**Questions on the material**.
1. According to the essay on poverty and education reform, what probability of advancing out of poverty do students have if they follow the sequence of education, work, marriage, and children in that order?
2. In the essay on poverty and education reform, rewrite the stretch from "If we want to break" through "success and beyond.", changing every "poverty" to "hardship".
3. Continue the essay on poverty and education reform after its final sentence.

**Text for analysis**.

But whatever regretful choices these parents may have made, Edin’s work also reveals parents’ deep commitment to helping their children build lives that are different and better than their own. It is why many poor parents enter lotteries for public charter schools on the slim chance their child wins a golden ticket. They fight for seats in excellent schools not only so that their children can learn math, science, and the arts, but also because they want us to teach their children the most reliable paths to life success that will allow them to overcome the obstacles they faced as parents.
If we want to break the multi-generational cycle of entrenched poverty and income inequality, we must ensure the next two generations—the children in K–12 schools today and their children—understand the mechanisms that will lead to upward mobility. There is a sequence—education, work, marriage, children (after the age of twenty-one), in that order—that many of us in our own personal lives have chosen to follow because we know it gives us and our children the greatest likelihood to lead the lives of our choosing. We cannot deprive our students of the very knowledge that, if they followed this same series of life choices, they would have a 98 percent probability to advance out of poverty and a real shot towards middle-class success and beyond.
***
In his 1993 essay about stemming the tide of out-of-wedlock births, Murray opined, “Matters have not yet quite gotten out of hand, but they are on the brink. If we want to act, now is the time.” Since 1993, the national out-of-wedlock birth rate rose from the already catastrophic rate of below 30 percent to more than 40 percent today. And during that time more than twenty million babies of all races were born to unmarried women aged twenty-four and under.
While there are always exceptions of children and single parents who succeeded despite the odds, the vast majority of affected children are suffering the dire consequences of premature family formation. But it is never too late to make things better. The education reform community has a unique role to play because the children of the next generation are in our schools today.

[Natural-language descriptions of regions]
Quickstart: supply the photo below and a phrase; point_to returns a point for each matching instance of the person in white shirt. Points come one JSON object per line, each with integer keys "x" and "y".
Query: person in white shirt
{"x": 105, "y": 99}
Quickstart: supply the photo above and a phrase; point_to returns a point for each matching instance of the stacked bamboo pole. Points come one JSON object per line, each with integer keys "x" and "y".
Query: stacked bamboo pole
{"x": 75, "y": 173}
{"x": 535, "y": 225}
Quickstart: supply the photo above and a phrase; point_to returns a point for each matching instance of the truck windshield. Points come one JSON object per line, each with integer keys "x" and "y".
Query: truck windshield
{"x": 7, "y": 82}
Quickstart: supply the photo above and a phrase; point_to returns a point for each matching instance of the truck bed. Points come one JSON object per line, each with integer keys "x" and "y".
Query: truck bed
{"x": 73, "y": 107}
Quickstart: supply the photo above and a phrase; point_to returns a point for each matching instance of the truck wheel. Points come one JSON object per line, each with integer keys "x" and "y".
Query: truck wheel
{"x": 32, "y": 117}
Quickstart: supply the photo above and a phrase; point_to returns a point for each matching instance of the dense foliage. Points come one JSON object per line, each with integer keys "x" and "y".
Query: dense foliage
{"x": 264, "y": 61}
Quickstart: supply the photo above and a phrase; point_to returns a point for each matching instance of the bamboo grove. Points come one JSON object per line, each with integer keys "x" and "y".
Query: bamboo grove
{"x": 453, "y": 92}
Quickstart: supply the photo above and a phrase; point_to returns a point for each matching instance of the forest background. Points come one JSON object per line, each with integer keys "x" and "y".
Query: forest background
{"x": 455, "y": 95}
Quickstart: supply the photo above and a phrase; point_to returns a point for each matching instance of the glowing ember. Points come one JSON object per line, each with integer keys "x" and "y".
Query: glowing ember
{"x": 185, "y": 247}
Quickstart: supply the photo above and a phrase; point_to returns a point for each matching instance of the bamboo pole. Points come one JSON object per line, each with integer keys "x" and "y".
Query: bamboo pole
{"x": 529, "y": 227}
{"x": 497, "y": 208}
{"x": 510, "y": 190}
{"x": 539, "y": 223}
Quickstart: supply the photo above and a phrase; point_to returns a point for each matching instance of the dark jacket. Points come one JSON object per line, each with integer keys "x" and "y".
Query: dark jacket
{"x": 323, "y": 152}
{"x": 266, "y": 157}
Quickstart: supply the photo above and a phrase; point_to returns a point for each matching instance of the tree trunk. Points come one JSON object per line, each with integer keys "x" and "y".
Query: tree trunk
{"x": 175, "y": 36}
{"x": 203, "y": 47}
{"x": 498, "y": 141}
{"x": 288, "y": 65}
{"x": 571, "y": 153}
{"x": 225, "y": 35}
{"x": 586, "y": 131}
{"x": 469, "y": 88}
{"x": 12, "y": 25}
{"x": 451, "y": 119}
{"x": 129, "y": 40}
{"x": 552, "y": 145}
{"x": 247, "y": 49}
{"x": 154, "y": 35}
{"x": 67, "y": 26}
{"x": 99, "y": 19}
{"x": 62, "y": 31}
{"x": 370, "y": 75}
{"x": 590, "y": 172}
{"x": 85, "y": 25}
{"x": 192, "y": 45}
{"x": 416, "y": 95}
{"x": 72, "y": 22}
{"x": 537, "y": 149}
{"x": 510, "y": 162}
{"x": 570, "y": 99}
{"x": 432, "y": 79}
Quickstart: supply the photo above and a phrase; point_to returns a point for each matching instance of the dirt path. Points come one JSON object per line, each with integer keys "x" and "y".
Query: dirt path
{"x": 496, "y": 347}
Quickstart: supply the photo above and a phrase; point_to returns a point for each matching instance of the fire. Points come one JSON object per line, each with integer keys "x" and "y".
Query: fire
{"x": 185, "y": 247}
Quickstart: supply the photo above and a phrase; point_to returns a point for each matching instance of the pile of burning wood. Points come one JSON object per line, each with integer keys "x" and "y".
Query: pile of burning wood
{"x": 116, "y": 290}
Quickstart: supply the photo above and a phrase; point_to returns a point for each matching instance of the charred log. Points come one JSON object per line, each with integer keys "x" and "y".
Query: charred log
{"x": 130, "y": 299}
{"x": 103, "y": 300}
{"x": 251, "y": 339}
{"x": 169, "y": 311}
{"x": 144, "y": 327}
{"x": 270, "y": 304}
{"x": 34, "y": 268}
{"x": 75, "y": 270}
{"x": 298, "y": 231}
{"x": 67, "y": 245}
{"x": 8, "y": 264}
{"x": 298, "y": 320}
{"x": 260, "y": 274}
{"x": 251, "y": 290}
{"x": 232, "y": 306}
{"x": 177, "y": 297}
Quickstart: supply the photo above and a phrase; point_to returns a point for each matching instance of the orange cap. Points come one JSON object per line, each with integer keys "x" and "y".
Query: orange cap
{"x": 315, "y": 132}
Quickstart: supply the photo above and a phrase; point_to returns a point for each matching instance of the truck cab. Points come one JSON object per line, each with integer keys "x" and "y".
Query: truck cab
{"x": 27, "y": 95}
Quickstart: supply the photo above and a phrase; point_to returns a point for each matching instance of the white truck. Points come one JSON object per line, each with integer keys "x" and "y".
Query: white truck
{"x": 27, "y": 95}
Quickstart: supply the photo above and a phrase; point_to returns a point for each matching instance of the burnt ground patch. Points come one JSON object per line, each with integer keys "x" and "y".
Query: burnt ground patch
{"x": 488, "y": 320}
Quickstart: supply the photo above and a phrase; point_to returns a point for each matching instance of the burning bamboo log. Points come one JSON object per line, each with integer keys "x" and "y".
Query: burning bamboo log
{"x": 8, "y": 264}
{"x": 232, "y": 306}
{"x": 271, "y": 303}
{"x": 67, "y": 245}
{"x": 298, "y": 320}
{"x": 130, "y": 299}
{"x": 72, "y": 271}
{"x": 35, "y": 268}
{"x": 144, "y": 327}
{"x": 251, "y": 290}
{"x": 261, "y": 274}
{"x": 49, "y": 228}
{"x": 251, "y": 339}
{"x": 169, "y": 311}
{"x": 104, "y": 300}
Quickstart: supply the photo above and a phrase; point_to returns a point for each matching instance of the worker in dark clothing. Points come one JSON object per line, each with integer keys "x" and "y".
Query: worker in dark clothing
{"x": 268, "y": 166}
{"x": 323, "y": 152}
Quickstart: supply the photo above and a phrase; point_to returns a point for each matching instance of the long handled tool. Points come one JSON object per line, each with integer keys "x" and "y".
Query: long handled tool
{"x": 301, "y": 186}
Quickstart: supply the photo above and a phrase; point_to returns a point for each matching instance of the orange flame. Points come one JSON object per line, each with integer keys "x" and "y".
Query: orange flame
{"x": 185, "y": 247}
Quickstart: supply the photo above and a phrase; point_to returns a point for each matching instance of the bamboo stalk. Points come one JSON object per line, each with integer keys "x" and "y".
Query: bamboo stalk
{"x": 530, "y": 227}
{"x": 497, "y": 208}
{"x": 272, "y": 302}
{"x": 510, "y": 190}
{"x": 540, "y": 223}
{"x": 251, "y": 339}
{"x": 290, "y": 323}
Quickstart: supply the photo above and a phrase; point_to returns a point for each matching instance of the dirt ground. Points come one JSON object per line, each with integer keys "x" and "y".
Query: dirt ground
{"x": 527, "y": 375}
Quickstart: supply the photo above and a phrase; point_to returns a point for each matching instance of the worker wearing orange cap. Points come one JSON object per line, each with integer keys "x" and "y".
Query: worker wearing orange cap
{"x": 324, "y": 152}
---
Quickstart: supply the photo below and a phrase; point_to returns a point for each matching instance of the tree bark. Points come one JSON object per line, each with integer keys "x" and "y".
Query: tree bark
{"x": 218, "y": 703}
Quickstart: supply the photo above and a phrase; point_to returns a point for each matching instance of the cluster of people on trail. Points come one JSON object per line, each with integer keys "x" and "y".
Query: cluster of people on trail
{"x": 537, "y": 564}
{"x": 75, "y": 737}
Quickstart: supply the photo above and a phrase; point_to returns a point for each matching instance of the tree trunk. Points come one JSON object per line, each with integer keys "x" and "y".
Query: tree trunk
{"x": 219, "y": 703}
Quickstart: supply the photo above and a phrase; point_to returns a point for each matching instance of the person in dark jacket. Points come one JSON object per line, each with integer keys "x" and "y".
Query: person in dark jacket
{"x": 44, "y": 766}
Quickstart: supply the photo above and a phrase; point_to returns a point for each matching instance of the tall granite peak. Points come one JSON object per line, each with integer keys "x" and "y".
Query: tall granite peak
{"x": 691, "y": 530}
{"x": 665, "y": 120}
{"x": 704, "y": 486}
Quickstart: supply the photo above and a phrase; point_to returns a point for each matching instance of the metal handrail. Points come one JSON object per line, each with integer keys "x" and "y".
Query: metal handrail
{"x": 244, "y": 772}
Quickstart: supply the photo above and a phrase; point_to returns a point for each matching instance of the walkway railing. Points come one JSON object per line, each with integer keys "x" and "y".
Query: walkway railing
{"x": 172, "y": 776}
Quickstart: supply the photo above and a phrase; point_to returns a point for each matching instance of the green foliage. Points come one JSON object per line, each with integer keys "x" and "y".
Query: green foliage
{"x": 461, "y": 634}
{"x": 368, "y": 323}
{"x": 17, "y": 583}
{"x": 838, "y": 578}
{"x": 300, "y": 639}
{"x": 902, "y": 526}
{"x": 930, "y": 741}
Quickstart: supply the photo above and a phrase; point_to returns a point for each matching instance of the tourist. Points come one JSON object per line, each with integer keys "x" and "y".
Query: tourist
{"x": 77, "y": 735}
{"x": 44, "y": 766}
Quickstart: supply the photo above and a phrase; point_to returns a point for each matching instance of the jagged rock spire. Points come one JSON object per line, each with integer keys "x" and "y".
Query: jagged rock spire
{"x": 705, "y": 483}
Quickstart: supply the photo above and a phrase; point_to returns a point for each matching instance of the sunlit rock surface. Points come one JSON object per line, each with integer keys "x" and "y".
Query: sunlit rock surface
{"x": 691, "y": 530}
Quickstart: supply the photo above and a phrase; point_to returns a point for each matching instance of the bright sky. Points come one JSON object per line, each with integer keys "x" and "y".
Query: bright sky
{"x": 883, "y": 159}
--
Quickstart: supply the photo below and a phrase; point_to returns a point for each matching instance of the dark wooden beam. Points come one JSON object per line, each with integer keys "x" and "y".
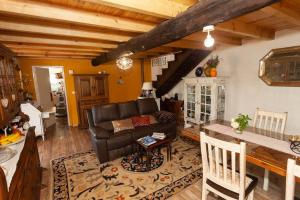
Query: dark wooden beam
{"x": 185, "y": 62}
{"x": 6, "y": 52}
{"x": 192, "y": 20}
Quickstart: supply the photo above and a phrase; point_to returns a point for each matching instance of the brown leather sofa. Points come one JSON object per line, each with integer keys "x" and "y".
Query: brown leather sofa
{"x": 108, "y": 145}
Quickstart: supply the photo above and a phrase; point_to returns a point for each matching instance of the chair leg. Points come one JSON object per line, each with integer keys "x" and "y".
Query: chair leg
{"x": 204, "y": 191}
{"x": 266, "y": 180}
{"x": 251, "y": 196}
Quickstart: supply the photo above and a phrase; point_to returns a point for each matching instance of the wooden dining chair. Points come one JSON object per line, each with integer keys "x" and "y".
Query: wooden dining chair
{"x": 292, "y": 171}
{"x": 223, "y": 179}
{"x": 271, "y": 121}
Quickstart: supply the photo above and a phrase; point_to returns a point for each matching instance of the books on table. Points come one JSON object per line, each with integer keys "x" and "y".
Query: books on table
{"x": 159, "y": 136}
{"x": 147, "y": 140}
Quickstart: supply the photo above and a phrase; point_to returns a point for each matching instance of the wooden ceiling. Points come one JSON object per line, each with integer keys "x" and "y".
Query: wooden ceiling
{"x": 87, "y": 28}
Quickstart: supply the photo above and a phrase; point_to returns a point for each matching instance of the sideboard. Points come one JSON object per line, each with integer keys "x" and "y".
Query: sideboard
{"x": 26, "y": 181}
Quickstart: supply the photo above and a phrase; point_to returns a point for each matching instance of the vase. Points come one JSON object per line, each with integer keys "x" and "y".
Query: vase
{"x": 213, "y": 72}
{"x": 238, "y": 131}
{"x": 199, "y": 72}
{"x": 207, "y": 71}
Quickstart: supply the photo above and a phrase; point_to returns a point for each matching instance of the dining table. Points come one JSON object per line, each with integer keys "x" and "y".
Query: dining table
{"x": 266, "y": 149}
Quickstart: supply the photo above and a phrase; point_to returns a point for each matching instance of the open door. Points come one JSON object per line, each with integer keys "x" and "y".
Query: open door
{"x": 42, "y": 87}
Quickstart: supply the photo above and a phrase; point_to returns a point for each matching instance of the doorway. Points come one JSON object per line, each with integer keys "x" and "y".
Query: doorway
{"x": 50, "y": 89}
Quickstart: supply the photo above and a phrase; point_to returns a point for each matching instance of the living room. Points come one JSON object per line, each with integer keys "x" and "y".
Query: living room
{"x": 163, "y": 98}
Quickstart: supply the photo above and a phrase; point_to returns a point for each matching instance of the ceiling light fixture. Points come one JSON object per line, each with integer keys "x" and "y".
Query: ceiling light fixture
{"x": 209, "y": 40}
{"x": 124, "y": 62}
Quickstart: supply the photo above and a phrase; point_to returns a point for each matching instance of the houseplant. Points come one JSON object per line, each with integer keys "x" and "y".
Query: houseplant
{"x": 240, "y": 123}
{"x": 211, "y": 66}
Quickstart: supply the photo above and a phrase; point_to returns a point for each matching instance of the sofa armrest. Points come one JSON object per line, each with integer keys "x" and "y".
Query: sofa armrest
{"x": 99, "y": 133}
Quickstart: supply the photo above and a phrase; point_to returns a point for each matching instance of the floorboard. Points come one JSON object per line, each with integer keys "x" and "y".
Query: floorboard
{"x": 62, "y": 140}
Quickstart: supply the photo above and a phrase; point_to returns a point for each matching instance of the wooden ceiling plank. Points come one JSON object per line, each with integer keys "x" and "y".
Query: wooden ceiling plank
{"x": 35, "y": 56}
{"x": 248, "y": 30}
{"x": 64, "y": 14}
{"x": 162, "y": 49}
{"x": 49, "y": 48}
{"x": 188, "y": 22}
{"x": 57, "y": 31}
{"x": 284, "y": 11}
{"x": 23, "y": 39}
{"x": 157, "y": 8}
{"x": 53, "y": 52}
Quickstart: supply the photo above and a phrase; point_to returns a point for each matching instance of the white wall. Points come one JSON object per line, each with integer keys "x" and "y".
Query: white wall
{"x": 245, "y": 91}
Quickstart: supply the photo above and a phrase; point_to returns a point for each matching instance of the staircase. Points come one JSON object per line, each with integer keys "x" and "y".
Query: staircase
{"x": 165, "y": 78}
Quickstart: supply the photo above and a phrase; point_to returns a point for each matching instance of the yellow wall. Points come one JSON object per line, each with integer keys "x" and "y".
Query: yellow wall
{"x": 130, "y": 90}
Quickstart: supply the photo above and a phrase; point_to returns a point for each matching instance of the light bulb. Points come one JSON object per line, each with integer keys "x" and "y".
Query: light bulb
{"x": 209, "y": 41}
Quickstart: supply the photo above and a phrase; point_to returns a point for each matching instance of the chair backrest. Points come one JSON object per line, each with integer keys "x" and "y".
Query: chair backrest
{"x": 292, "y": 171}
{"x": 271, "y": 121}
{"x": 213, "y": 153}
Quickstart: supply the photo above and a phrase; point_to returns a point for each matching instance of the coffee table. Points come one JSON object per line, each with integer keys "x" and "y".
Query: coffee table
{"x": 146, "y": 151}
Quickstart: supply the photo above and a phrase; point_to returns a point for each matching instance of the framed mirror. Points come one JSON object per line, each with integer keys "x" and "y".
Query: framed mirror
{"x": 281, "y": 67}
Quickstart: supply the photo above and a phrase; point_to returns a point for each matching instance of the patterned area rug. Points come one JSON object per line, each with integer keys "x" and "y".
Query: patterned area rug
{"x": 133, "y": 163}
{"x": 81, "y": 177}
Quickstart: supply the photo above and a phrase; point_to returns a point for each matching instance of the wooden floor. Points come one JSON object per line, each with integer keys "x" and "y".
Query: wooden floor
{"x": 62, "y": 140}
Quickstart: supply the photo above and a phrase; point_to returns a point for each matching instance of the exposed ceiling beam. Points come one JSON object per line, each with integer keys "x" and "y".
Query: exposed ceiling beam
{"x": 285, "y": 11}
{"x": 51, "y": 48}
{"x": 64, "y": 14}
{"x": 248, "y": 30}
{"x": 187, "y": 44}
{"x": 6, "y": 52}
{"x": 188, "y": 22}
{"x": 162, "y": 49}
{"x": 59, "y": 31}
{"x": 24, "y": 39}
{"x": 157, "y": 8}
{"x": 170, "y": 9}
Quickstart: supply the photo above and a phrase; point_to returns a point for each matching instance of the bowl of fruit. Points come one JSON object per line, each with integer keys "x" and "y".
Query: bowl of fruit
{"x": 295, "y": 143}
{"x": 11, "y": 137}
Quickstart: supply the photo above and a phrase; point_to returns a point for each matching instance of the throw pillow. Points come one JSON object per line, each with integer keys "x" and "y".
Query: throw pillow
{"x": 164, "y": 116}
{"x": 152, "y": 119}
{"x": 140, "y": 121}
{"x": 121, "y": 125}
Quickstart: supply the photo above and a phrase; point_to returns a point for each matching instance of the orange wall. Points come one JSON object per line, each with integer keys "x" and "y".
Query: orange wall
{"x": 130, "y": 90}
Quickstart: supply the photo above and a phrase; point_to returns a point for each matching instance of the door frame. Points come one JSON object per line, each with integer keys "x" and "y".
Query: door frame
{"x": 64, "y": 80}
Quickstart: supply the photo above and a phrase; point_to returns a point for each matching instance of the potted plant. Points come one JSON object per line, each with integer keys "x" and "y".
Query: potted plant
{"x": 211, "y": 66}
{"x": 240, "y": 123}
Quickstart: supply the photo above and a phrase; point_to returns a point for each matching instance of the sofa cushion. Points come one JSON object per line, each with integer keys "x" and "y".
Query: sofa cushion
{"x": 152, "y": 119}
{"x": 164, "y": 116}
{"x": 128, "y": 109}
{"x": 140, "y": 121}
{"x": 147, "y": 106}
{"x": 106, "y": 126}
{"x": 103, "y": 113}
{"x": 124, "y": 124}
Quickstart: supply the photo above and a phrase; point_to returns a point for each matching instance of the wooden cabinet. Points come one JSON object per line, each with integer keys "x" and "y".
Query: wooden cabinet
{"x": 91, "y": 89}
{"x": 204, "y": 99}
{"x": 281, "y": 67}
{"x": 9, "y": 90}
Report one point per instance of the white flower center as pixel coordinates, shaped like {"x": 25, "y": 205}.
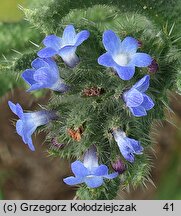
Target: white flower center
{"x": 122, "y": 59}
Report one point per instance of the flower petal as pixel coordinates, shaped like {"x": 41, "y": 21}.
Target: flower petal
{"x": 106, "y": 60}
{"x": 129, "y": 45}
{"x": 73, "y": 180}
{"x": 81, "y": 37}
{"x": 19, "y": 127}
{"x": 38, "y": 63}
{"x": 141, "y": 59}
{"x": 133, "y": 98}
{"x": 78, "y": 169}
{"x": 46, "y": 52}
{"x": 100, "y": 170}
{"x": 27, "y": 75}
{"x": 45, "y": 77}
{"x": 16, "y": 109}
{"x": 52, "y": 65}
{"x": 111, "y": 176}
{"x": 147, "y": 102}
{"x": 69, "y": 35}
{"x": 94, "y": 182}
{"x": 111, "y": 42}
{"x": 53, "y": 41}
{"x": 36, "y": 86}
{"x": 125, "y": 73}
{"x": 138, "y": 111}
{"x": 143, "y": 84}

**Outputs in order**.
1. A 98 percent probability.

2.
If we want to break the multi-generational cycle of entrenched hardship and income inequality, we must ensure the next two generations—the children in K–12 schools today and their children—understand the mechanisms that will lead to upward mobility. There is a sequence—education, work, marriage, children (after the age of twenty-one), in that order—that many of us in our own personal lives have chosen to follow because we know it gives us and our children the greatest likelihood to lead the lives of our choosing. We cannot deprive our students of the very knowledge that, if they followed this same series of life choices, they would have a 98 percent probability to advance out of hardship and a real shot towards middle-class success and beyond.

3.
Perhaps the only silver lining in the emergence of the white underclass is that it could empower all of us to recognize that racial bias alone cannot explain the conditions many of us have committed our lives to reversing. That the white community is being devastated by drug abuse and deaths of despair creates an opportunity for a unified effort to address the family fragmentation that threatens our common humanity.
Racism and poverty still matter and must be addressed. But family structure matters monumentally to the ultimate success of all of our children, and ironically may be the best support to empower young people to have the personal agency to overcome racism, poverty, or adversity of any type. Our parents want and need us as education leaders to be the adults in the room, not silenced by political correctness or fear of accusations of moralizing. They want us to talk openly to our students about the best path to achieve the dreams they have for their children. By having the courage to do so, we would be fulfilling the hopes and desires of the parents who have entrusted us with the most cherished responsibility of educating their children.
Let us live up to the highest of their expectations.
The views expressed herein represent the opinions of the author and not necessarily the Thomas B. Fordham Institute.